[START OF Stored data]

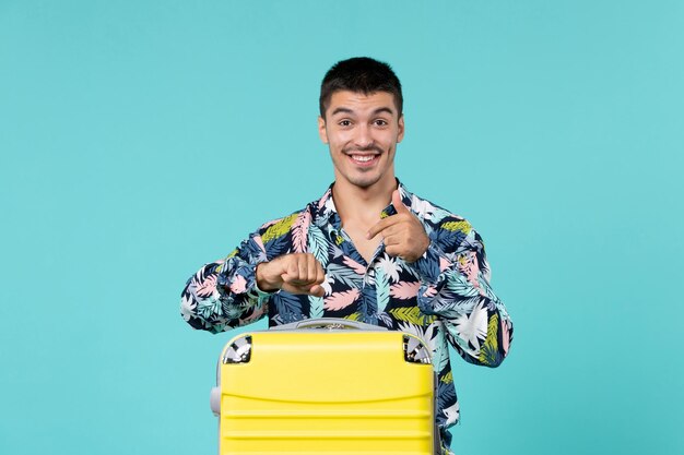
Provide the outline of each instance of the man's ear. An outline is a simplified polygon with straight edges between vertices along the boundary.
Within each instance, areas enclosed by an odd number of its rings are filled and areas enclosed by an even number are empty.
[[[326,119],[321,116],[318,116],[318,135],[320,140],[323,141],[323,144],[328,143],[328,132],[326,131]]]
[[[404,115],[402,113],[399,117],[399,132],[397,133],[397,143],[399,144],[401,140],[404,139]]]

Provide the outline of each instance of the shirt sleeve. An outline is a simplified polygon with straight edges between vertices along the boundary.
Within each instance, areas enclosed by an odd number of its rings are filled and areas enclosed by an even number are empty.
[[[244,240],[225,260],[205,264],[188,279],[180,313],[194,328],[212,333],[249,324],[268,313],[272,292],[257,287],[256,268],[267,261],[260,232]]]
[[[422,312],[439,318],[447,339],[468,362],[498,367],[508,355],[512,322],[490,286],[480,235],[461,218],[428,229],[431,244],[410,264],[421,279]]]

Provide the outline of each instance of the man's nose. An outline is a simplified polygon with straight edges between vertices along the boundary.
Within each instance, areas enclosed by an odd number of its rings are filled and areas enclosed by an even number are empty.
[[[359,148],[366,148],[373,144],[373,135],[370,134],[370,129],[367,124],[359,124],[356,129],[355,136],[356,145]]]

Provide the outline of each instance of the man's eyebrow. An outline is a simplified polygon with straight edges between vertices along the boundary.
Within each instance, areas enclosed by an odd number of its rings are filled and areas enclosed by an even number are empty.
[[[389,107],[379,107],[373,111],[373,115],[376,116],[381,112],[387,112],[389,115],[394,113],[394,111],[390,109]],[[332,112],[330,112],[331,116],[334,116],[335,113],[354,113],[354,111],[350,109],[349,107],[338,107]]]
[[[389,115],[394,113],[394,111],[392,109],[388,108],[388,107],[380,107],[380,108],[377,108],[376,110],[373,111],[373,113],[375,113],[375,115],[380,113],[380,112],[387,112]]]
[[[334,116],[335,113],[354,113],[354,111],[347,107],[338,107],[335,108],[332,112],[330,112],[331,116]]]

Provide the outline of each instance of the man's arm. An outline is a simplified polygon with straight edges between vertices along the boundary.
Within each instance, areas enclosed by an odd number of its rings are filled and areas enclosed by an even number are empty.
[[[512,322],[490,286],[482,238],[460,218],[440,226],[424,255],[410,264],[421,278],[418,307],[444,322],[449,343],[465,361],[498,367],[508,355]],[[445,252],[440,237],[460,242]],[[449,251],[448,242],[445,249]]]
[[[274,229],[269,234],[270,227]],[[217,333],[255,322],[268,312],[270,297],[280,289],[322,297],[325,272],[312,254],[285,253],[269,261],[286,246],[287,234],[273,236],[278,229],[276,223],[262,226],[224,261],[207,264],[190,277],[180,312],[191,326]]]
[[[399,256],[421,279],[418,308],[438,316],[447,338],[467,361],[498,367],[512,340],[512,322],[490,286],[490,265],[481,237],[457,216],[437,226],[423,223],[392,193],[397,214],[368,231],[381,234],[388,254]]]
[[[268,312],[270,292],[260,290],[256,267],[267,261],[259,232],[225,260],[205,264],[188,279],[180,313],[194,328],[219,333],[255,322]]]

[END OF Stored data]

Work instructions: Copy the rows again, starting at the line that has "Provide the outline of each instance of the man's arm." and running through the last row, with "man's arm" changed to "person's arm" and everything else left as it is.

Full answer:
Provide the outline of each instance of the person's arm. An outline is a simplified polygon with straight edges between vertices along the boundary.
Within each instance, areas enclosed by an odd number of its rings are filled and areas enclosed by an even number are empty.
[[[512,322],[490,286],[482,238],[460,218],[440,226],[424,255],[410,264],[421,278],[418,307],[444,322],[449,343],[465,361],[498,367],[508,355]],[[445,252],[440,237],[460,242]],[[449,251],[448,242],[445,249]]]
[[[274,229],[269,234],[270,227]],[[217,333],[255,322],[268,312],[270,297],[280,289],[322,297],[325,272],[312,254],[285,253],[269,261],[286,246],[287,234],[273,236],[278,229],[276,223],[262,226],[224,261],[207,264],[190,277],[180,312],[191,326]]]
[[[399,256],[421,279],[418,308],[438,316],[447,338],[467,361],[498,367],[512,340],[512,322],[490,286],[490,265],[481,237],[457,216],[437,226],[423,223],[392,193],[397,214],[368,231],[381,234],[388,254]]]
[[[268,312],[270,292],[260,290],[256,267],[267,261],[259,232],[225,260],[205,264],[188,279],[180,313],[194,328],[219,333],[255,322]]]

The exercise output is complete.